- [TASK GOAL] Each line from the one containing "Note to the class: find the woman's long" to the last line of the listing below must be reproduced exactly, and nothing more.

- [THE DATA]
· · · ·

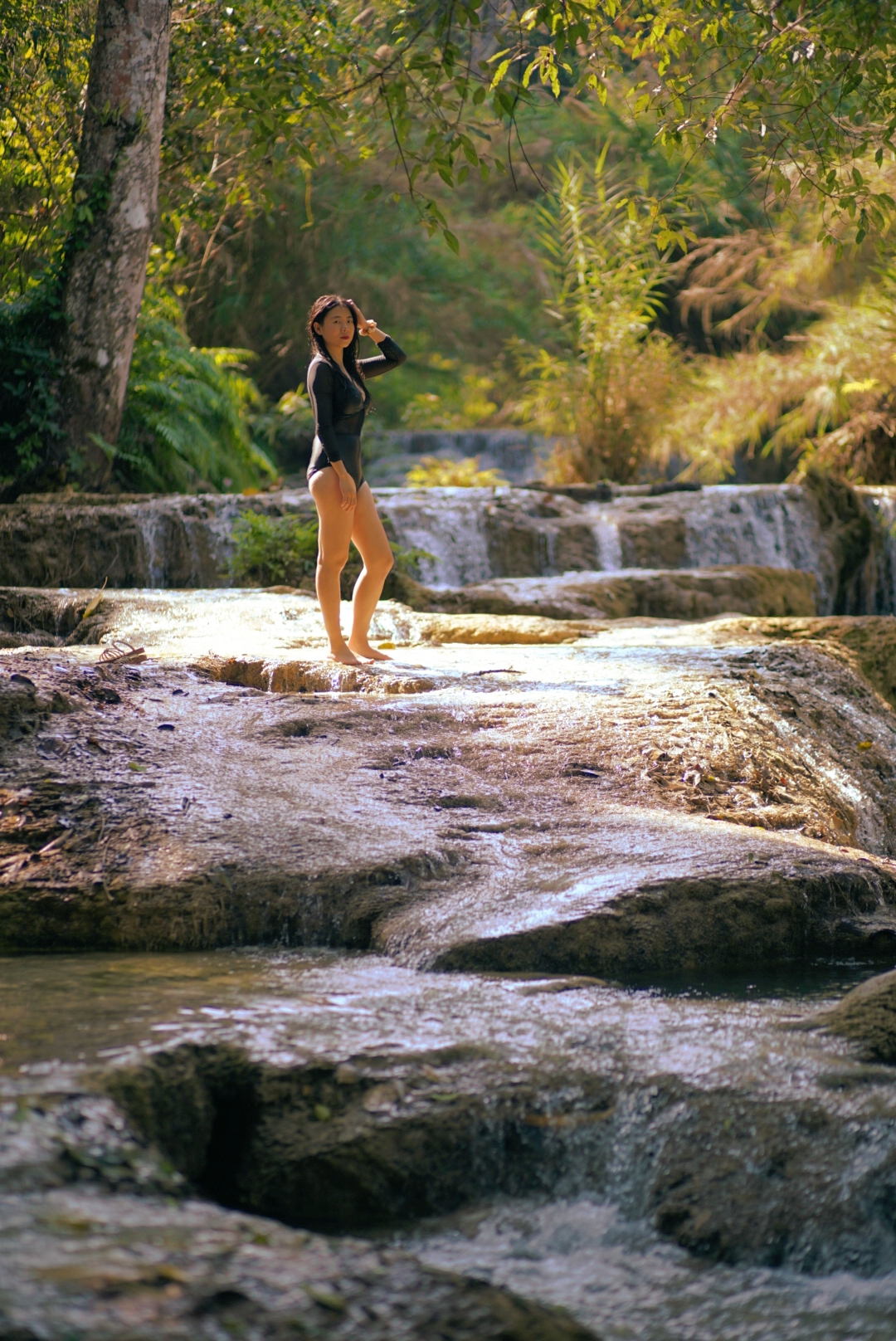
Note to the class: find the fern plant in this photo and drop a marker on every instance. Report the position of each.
(188, 413)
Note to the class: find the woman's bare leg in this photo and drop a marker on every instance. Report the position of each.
(334, 534)
(371, 539)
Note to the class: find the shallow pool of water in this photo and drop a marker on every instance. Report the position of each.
(617, 1277)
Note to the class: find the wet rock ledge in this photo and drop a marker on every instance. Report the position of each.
(643, 799)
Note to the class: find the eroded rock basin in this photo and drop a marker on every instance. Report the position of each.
(491, 853)
(676, 1162)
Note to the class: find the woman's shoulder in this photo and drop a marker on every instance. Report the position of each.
(319, 372)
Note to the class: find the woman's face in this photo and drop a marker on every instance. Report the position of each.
(337, 328)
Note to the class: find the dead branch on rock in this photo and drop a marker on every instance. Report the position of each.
(119, 655)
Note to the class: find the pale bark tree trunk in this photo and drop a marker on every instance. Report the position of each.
(115, 195)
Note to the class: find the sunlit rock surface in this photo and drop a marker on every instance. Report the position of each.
(562, 914)
(643, 799)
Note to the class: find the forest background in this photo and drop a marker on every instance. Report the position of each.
(661, 304)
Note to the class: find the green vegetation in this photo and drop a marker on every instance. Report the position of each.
(465, 475)
(274, 550)
(283, 550)
(609, 370)
(706, 300)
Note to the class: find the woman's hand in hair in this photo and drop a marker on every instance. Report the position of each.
(369, 328)
(348, 487)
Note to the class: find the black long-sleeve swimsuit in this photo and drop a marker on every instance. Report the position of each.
(339, 407)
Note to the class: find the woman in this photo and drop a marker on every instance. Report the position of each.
(343, 500)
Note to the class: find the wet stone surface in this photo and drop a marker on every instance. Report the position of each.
(562, 936)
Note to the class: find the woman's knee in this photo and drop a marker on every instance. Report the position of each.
(332, 561)
(381, 563)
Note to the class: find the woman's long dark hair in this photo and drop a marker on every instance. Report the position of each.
(318, 311)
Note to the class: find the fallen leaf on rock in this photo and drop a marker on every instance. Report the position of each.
(94, 602)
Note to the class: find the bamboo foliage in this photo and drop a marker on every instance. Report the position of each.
(829, 401)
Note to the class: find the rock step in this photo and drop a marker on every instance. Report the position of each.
(636, 593)
(467, 537)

· · · ·

- [OUTPUT FOR THIS EXERCISE]
Note to the class: find the woman's long dark hair in this photo and drop a marker on every instance. Report the position of each.
(318, 311)
Note to the class: find the fallen leaf on rock in this photo and drop a marker on every instance. Report the position of each.
(94, 602)
Note to the class: find the bamboo foliage in this photo and drop a marker on every instance. Report the position of each.
(829, 401)
Note to the class: find the rock step in this photo and drop a marker on every instance. Report the position of each.
(636, 593)
(467, 537)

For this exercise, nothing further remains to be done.